**Problem to solve**. Reproduce the items word for word, from the start of the items through the line with "[[812, 295]]".

**Material provided**.
═══
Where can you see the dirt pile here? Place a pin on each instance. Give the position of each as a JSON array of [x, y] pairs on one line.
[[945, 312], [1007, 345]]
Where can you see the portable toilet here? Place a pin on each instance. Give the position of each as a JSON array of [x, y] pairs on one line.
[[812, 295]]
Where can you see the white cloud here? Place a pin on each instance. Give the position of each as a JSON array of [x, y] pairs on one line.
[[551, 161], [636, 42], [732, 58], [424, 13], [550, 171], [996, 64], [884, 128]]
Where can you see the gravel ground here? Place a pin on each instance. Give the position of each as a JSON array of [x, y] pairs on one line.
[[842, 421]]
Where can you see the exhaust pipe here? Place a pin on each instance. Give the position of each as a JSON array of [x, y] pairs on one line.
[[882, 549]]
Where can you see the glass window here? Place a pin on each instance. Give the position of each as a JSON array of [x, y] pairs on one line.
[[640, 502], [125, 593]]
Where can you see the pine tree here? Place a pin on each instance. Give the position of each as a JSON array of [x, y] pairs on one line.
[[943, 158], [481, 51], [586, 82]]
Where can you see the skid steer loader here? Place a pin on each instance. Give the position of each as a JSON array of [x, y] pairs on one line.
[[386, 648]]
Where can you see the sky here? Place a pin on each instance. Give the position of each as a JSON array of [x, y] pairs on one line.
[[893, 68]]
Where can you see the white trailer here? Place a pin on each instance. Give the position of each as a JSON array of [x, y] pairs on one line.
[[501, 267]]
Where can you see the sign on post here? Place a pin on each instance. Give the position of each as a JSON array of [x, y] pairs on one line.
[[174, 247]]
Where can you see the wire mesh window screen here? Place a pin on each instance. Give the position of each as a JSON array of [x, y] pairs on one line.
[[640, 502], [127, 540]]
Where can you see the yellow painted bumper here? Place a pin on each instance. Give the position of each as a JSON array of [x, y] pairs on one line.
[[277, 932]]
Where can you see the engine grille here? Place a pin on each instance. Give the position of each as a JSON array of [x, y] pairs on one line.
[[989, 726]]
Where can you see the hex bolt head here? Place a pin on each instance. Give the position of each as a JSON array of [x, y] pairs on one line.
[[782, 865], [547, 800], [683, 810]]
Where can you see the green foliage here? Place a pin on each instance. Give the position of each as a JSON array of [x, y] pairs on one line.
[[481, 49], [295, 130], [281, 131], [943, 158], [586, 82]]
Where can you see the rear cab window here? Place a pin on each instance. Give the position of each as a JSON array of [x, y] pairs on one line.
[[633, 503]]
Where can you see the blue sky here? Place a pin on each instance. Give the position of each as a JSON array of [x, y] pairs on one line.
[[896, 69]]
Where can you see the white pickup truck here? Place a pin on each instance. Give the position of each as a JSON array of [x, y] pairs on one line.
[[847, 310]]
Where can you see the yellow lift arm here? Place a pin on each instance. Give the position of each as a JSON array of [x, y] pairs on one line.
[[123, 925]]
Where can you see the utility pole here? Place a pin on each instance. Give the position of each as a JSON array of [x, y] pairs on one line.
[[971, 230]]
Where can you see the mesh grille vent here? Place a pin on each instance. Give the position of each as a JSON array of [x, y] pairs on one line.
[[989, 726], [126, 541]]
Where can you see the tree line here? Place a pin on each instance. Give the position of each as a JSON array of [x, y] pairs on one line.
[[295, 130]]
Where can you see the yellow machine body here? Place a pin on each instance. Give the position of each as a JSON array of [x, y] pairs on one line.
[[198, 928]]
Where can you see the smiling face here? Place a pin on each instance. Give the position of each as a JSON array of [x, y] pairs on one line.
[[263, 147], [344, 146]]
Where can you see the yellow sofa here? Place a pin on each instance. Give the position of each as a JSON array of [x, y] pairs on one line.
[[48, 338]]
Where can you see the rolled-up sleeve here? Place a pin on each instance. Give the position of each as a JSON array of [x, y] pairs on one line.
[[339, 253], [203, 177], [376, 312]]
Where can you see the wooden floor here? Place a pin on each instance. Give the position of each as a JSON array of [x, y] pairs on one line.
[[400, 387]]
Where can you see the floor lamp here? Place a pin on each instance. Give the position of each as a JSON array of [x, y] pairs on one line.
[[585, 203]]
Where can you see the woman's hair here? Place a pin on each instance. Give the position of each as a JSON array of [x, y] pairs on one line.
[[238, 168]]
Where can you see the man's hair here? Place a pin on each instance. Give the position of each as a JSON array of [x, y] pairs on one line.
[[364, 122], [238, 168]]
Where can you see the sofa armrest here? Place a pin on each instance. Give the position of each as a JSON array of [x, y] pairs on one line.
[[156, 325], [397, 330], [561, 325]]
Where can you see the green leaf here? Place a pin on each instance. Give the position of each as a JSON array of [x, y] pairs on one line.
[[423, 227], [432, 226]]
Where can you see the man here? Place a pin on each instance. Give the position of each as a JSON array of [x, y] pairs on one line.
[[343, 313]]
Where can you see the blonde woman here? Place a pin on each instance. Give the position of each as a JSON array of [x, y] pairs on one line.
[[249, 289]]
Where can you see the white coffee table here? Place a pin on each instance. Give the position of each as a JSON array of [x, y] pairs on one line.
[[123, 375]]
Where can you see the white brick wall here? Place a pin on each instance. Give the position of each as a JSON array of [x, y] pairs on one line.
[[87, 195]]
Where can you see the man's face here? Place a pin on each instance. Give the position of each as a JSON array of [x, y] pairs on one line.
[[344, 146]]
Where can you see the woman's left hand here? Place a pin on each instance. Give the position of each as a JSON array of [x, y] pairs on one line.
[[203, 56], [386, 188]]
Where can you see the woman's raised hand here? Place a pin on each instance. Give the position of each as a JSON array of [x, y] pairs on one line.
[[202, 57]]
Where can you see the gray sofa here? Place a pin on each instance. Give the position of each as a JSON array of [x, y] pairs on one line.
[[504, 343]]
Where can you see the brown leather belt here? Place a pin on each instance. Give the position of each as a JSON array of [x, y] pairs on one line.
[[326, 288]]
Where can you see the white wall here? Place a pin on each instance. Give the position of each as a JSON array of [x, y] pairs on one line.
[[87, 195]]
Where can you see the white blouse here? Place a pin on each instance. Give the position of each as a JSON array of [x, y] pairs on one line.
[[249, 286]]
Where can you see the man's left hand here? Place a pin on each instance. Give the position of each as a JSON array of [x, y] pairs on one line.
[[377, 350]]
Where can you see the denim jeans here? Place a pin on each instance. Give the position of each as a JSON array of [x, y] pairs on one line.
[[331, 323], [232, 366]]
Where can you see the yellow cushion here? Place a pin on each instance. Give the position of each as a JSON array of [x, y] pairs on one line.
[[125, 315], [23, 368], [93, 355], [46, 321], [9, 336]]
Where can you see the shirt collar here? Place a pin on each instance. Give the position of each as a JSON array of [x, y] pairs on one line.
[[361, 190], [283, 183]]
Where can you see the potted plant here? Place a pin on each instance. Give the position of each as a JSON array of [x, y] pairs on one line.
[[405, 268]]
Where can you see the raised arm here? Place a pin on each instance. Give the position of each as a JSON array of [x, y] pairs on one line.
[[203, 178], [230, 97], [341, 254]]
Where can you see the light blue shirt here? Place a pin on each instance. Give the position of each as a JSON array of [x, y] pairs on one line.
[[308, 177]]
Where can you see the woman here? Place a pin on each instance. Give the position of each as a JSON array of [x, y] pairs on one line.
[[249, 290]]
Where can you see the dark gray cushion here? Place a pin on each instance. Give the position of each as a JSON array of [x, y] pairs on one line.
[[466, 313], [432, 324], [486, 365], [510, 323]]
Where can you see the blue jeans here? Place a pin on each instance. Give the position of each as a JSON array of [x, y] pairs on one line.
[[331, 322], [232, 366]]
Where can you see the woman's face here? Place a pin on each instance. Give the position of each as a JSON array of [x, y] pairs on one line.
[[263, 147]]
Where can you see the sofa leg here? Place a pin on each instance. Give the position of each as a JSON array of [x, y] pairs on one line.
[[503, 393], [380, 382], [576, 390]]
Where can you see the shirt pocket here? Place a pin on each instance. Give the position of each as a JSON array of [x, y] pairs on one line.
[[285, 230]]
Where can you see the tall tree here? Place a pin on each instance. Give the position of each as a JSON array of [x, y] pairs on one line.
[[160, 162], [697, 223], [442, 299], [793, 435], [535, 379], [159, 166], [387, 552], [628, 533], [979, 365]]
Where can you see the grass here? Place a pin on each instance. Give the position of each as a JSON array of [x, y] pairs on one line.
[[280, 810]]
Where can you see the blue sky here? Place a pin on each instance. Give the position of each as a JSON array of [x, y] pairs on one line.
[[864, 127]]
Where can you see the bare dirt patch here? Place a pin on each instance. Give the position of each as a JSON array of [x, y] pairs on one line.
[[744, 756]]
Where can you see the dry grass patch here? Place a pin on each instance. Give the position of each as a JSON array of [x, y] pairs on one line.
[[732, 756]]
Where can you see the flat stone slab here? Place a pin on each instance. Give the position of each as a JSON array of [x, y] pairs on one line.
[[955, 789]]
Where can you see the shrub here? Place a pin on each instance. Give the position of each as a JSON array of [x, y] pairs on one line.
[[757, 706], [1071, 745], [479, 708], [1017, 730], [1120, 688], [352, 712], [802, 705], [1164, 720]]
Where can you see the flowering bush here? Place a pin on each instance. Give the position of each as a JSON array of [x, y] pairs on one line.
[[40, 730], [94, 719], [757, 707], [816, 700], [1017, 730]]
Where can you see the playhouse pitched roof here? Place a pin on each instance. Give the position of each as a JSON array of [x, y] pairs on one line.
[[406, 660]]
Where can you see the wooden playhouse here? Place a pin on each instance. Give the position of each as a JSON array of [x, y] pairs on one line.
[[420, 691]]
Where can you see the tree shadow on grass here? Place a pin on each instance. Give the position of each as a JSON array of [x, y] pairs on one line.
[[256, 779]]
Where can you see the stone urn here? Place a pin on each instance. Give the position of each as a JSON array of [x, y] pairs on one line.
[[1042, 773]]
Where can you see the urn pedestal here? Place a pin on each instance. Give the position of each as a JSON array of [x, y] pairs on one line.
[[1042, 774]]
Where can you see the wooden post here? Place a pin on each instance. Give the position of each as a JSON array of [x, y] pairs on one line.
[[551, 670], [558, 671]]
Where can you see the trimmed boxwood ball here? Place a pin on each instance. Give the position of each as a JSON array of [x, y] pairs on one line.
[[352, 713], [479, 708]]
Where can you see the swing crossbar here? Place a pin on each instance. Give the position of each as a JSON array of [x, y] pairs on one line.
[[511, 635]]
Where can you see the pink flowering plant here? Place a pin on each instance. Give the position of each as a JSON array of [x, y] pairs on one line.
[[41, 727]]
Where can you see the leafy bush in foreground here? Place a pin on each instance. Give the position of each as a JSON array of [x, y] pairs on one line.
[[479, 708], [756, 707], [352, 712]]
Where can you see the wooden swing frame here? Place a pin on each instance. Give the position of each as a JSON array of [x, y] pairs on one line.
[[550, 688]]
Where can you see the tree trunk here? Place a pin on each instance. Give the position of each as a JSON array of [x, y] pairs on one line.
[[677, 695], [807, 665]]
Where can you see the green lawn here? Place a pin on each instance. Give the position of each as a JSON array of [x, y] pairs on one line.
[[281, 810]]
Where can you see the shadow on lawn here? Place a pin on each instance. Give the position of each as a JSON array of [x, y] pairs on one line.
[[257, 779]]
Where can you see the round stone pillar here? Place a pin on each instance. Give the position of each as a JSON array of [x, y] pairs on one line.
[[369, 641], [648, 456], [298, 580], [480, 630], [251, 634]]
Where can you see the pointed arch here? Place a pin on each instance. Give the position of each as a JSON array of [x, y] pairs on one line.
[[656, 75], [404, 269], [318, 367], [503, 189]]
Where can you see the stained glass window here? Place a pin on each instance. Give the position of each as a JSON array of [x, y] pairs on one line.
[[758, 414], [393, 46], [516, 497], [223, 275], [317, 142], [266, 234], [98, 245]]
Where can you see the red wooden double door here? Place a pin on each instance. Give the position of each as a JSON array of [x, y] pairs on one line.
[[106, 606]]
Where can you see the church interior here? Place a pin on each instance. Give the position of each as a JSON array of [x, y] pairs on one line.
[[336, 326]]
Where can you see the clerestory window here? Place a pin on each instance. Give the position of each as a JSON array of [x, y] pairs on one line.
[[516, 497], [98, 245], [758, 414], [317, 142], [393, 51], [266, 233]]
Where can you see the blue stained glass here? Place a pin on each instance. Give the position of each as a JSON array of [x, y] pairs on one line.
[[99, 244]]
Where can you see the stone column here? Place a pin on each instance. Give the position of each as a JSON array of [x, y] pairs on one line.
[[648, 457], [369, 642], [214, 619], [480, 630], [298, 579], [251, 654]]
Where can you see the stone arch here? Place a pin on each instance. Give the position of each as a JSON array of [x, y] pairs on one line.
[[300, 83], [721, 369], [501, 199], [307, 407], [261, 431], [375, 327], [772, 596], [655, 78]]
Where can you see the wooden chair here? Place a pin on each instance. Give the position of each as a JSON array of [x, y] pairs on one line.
═══
**The reply**.
Where can you see the dirt pile here? Place a pin on each instance. Give the position of each as a JSON array of [x, y] pairs on one line.
[[945, 312], [1007, 345]]
Where can you see the portable toilet here? Place a pin on each instance. Give the position of each as a JSON array of [x, y] pairs on one line.
[[812, 295]]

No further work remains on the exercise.